═══ EXERCISE MATERIAL ═══
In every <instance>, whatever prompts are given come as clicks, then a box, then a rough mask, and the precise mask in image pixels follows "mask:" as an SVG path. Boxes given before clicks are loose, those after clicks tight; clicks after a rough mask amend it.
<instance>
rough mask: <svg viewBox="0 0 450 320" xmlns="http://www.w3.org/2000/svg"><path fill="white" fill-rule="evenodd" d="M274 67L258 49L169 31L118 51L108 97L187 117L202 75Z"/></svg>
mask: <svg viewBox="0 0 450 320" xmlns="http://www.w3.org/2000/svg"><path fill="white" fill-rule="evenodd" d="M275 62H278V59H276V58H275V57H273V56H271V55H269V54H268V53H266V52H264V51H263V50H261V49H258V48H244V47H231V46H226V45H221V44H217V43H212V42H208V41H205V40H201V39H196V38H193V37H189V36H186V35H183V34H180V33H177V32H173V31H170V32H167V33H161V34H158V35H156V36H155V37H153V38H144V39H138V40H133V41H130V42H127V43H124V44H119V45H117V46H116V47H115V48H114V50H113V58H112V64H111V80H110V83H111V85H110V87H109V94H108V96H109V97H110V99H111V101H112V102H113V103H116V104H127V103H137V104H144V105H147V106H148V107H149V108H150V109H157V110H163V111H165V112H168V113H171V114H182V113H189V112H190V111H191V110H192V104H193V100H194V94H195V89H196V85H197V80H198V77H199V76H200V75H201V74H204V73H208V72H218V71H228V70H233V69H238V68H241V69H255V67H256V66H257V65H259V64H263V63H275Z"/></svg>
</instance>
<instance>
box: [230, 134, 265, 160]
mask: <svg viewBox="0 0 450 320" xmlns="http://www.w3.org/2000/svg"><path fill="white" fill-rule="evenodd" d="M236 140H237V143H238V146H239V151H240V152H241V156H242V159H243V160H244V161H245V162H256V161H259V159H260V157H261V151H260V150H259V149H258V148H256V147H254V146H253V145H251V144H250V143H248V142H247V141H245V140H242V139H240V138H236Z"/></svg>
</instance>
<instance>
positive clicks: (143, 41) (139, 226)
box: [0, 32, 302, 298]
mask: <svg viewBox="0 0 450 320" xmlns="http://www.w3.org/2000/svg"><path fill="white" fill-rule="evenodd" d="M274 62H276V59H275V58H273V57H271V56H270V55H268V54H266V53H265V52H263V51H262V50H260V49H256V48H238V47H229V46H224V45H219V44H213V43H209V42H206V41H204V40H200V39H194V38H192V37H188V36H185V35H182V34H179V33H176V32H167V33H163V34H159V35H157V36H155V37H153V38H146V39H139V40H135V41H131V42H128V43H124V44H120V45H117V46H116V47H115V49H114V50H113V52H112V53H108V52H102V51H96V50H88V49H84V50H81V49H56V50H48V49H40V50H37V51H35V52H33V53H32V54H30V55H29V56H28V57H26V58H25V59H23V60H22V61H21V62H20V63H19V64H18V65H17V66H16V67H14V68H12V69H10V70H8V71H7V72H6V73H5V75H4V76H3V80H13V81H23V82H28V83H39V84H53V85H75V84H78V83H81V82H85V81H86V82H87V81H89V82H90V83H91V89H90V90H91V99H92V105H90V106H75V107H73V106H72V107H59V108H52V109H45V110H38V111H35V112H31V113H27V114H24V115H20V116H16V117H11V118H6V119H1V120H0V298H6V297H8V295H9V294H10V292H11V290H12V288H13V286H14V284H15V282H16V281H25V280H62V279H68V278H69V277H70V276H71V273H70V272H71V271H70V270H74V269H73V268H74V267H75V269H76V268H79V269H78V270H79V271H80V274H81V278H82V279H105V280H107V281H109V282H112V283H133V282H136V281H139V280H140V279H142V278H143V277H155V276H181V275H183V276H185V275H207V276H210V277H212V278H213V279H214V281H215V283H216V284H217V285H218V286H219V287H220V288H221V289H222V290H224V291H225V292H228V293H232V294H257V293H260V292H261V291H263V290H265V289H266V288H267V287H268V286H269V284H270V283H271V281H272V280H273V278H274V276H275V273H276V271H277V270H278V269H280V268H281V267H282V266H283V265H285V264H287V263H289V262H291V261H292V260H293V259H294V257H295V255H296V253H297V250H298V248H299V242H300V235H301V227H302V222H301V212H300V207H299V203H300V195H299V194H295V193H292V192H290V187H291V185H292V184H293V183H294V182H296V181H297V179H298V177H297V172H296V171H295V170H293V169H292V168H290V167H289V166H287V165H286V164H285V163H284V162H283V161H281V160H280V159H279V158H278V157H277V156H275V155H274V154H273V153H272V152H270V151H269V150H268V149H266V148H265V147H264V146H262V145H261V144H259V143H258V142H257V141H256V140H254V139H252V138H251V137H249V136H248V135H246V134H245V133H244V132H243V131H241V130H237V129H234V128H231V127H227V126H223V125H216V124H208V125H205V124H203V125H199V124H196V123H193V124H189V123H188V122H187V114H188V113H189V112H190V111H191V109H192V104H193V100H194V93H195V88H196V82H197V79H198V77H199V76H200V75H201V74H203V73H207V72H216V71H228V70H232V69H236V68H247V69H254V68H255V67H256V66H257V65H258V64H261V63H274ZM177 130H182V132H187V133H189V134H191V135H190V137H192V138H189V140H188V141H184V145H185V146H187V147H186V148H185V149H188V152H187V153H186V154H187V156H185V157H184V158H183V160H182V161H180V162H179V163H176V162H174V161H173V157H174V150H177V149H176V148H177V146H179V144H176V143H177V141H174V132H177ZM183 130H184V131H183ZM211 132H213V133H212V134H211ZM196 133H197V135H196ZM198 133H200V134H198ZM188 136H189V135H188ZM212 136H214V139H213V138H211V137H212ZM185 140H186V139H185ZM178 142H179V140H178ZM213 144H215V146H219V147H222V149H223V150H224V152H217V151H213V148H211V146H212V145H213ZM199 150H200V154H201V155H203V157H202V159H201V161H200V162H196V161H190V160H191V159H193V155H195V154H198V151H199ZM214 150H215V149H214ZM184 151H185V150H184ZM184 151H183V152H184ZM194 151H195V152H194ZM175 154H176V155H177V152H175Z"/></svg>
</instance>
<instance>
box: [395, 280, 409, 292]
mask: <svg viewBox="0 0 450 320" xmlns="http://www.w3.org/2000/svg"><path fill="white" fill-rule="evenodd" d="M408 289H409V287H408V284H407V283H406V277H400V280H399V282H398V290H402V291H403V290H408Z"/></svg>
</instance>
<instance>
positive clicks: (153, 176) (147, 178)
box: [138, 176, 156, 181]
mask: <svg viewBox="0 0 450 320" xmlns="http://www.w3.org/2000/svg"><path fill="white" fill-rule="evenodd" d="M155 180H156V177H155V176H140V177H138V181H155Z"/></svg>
═══
TASK REQUIREMENTS
State how many lines of the data contain the word "clicks". Nothing besides the number belongs in the reply.

SOLUTION FOR THIS EXERCISE
3